** 課題 1 **
鈴木則文監督を悼む文章を読み、次の問いに答えてください。
(a) 筆者が1998年に企画したイベントの名前は何ですか。
(b) そのイベントで8ミリ映画を上映した都市はどこですか。
(c) 筆者が一昨日のブログで言及した志穂美悦子の作品は何ですか。

** 本文 **

────────────────────────────────────────

神宮寺真琴のつぶやき~TBossのブログ~

ヒロインアクションの考察から、インディーズムービー・劇場映画の話題まで

本当の娯楽を追求した鈴木則文監督

 これも“虫の知らせ”だったのか……一昨日、当ブログで志穂美悦子の『華麗なる追跡』に言及し、それとなく作品スチールを掲載したが、その翌日、まさか本作を演出した鈴木則文監督の訃報を知ってしまうとは……最近映画の現場から遠ざかっていたものの、いずれ捲土重来を期して、深作欣二監督の『バトルロワイヤル』よろしく“最後の一花”を咲かせてくれるものだと期待していたのに……今はただただ、あまりのショックで言葉を失っている、そんな気分だ。
 
イメージ 1
 
 思えば16年前の1998年、『キネマ百景』なるイベントを画策し、当時インディーズで映画を撮り続けている著名な監督に8ミリ映画の制作を依頼、全国5都市(東京・大阪・広島・尾道・福岡)で上映したことがあったが、その東京上映時に、参加したシネマ愚連隊の高橋監督の計らいで、件の鈴木則文監督が来場してくださった。私としては、もう感激で感激で……自作品をお見せできなかったことが残念で仕方なかったものの、鈴木監督と直に言葉を交わす光栄に、激しく感動したことを覚えている。

────────────────────────────────────────

** 課題 2 **
以下のレコードをすべて、指示の行も含めて一行ずつ書き直し、解答にある座標の数値をどれも38ずつ増やしてください。画像は解答に含めないでください。

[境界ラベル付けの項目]
────────────────────────────────────────

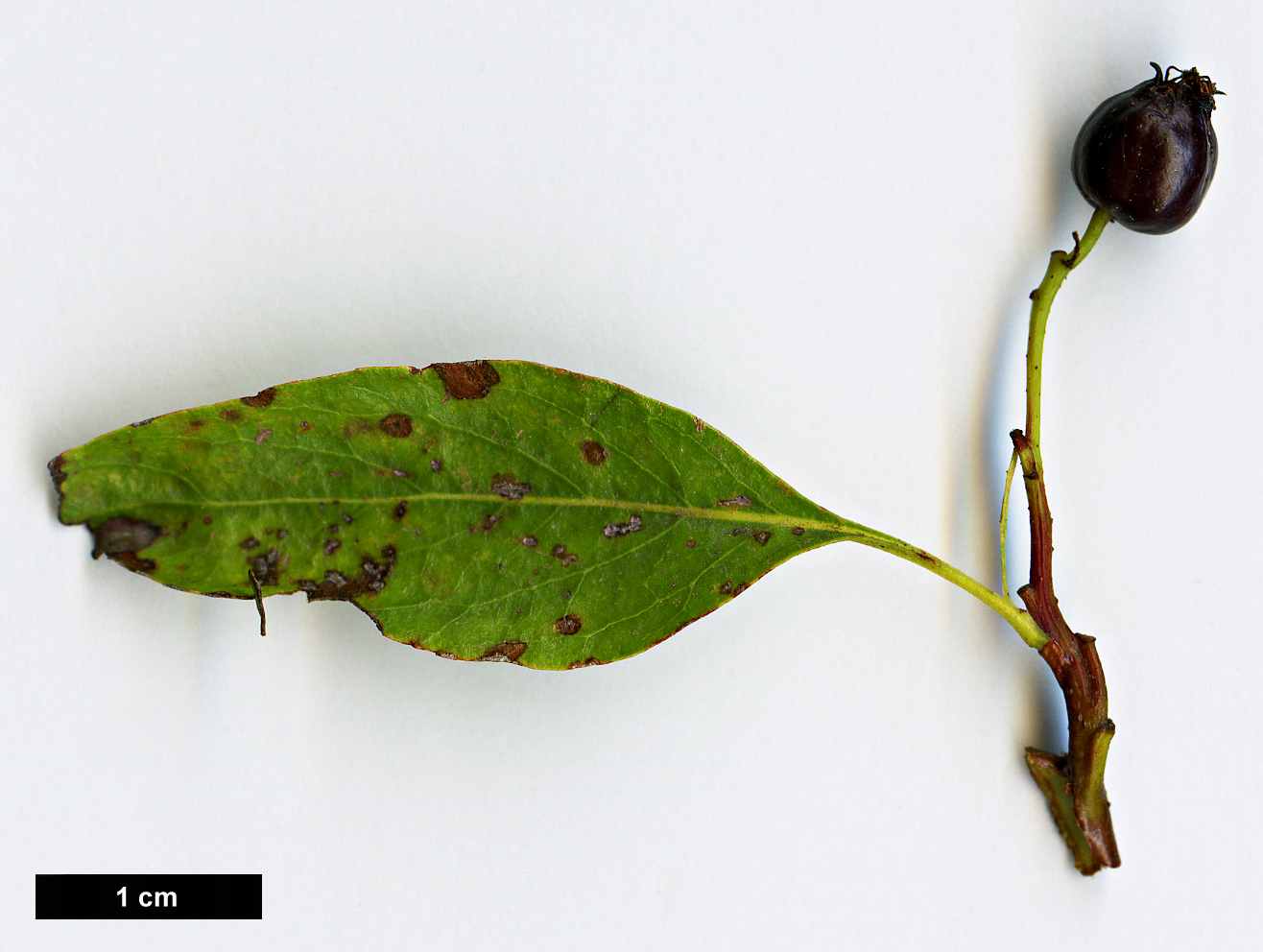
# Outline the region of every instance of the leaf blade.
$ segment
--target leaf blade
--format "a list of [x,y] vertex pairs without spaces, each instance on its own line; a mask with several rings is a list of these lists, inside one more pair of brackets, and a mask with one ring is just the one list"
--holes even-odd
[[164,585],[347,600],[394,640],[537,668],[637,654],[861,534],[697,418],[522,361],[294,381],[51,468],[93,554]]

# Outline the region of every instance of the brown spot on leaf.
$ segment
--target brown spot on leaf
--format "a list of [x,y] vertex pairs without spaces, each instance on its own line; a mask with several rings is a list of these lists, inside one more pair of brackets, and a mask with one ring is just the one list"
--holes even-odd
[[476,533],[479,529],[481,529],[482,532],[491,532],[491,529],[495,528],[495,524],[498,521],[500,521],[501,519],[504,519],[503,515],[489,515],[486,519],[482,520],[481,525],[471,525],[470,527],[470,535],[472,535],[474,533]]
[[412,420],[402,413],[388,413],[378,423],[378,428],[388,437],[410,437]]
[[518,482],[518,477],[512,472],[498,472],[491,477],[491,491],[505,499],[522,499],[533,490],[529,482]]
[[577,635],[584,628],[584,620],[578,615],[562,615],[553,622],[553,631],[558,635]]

────────────────────────────────────────

** 解答 1 **
(a) 『キネマ百景』
(b) 東京・大阪・広島・尾道・福岡の全国5都市
(c) 『華麗なる追跡』

** 解答 2 **
# Outline the region of every instance of the leaf blade.
$ segment
--target leaf blade
--format "a list of [x,y] vertex pairs without spaces, each instance on its own line; a mask with several rings is a list of these lists, inside one more pair of brackets, and a mask with one ring is just the one list"
--holes even-odd
[[202,623],[385,638],[432,678],[575,706],[675,692],[899,572],[735,456],[560,399],[332,419],[89,506],[131,592]]

# Outline the region of every instance of the brown spot on leaf.
$ segment
--target brown spot on leaf
--format "a list of [x,y] vertex pairs without spaces, each instance on its own line; a mask with several rings is a list of these lists, inside one more pair of brackets, and a mask with one ring is just the one list"
--holes even-odd
[[514,571],[517,567],[519,567],[520,570],[529,570],[529,567],[533,566],[533,562],[536,559],[538,559],[539,557],[542,557],[541,553],[527,553],[524,557],[520,558],[519,563],[509,563],[508,565],[508,573],[510,573],[512,571]]
[[450,458],[440,451],[426,451],[416,461],[416,466],[426,475],[448,475]]
[[556,520],[556,515],[550,510],[536,510],[529,515],[529,529],[543,537],[560,537],[571,528],[567,520]]
[[615,673],[622,666],[622,658],[616,653],[600,653],[591,660],[591,669],[596,673]]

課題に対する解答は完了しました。